■ Exercise prompt ■
Can you pull out every line in the records below that contains the word "pink" and copy each of those lines?

■ Material to process ■

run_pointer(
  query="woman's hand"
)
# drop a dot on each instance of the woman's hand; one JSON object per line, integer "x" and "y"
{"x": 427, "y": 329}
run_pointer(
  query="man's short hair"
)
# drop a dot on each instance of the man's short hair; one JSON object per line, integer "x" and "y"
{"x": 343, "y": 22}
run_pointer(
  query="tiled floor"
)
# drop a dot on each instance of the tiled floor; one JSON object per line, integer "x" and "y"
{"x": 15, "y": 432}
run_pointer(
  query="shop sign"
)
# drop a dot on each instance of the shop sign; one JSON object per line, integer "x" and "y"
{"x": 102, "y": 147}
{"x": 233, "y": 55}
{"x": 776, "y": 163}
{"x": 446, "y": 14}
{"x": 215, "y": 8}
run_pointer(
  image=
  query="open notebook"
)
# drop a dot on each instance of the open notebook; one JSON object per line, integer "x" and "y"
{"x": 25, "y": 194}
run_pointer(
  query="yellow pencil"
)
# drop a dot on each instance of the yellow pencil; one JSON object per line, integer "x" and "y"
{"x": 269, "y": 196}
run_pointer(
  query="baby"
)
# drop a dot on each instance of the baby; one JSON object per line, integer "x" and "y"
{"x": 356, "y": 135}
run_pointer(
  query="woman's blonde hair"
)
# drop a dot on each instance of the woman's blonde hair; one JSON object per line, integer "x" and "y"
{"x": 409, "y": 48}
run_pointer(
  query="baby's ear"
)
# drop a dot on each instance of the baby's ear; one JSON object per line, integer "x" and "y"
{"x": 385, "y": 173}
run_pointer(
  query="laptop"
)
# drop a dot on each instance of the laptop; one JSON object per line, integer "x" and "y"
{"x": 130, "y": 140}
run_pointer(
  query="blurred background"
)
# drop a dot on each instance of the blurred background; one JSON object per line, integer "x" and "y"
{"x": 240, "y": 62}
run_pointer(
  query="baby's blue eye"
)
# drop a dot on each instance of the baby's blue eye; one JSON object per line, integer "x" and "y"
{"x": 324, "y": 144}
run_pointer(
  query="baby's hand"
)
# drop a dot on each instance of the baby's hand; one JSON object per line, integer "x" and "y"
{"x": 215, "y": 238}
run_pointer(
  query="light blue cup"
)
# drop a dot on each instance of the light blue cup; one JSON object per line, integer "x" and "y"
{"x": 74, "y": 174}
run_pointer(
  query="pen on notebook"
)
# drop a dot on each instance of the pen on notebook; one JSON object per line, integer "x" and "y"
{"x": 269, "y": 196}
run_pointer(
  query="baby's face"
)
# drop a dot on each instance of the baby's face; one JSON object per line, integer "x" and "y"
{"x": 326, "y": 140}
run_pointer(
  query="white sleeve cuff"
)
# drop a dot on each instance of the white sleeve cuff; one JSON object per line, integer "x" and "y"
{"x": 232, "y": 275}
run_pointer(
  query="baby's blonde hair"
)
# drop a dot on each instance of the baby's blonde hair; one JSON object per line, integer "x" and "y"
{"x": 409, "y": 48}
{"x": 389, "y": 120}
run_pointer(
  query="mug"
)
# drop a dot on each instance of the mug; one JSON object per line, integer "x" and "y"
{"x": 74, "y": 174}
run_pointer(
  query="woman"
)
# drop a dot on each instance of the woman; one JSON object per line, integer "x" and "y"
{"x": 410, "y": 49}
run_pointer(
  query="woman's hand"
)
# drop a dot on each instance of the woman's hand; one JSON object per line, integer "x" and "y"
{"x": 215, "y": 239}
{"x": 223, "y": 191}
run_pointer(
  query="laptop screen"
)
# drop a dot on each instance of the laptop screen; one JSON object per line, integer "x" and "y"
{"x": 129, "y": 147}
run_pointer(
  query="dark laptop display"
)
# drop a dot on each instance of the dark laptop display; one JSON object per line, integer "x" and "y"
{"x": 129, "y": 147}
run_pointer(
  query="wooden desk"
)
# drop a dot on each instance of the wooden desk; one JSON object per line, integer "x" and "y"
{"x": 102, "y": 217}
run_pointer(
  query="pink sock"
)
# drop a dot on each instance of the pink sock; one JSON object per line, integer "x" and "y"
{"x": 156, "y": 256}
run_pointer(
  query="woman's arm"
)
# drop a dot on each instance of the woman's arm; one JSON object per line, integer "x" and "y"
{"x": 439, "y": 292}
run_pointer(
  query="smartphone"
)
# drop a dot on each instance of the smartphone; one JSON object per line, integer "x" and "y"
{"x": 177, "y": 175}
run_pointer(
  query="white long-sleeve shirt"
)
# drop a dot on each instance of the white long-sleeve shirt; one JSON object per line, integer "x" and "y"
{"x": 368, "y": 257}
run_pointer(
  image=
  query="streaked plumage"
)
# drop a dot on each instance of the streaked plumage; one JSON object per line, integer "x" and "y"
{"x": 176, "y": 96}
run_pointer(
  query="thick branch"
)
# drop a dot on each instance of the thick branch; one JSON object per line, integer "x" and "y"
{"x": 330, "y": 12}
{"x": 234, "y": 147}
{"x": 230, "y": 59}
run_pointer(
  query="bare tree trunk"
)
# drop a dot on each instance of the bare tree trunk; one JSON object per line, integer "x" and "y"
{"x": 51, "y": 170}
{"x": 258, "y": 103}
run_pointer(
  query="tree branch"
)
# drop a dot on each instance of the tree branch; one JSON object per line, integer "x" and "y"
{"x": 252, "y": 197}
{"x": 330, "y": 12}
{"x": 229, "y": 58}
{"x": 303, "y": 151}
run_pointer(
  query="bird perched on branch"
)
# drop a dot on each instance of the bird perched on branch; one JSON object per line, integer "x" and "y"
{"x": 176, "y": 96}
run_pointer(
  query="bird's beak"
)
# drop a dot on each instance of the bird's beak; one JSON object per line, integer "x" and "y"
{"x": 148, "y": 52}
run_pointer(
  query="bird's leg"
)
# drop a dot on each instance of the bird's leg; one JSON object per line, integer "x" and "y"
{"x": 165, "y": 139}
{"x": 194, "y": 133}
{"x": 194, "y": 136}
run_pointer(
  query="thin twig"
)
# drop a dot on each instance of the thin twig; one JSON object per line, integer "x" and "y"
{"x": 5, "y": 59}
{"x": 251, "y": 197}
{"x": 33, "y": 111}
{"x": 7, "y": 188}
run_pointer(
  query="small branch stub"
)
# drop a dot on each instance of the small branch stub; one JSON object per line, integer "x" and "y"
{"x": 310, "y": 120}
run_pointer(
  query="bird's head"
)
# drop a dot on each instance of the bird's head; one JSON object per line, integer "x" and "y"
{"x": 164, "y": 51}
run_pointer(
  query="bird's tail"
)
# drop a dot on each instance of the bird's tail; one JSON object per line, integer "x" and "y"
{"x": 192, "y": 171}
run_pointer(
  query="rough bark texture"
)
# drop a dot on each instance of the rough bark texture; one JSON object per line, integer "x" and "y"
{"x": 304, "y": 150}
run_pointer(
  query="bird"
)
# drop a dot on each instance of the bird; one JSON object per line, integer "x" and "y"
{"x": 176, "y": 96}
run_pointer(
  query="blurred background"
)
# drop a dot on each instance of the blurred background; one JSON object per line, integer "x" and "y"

■ Solution ■
  query="pink sock"
# drop a dot on each instance of the pink sock; one JSON object per line, integer "x" and "y"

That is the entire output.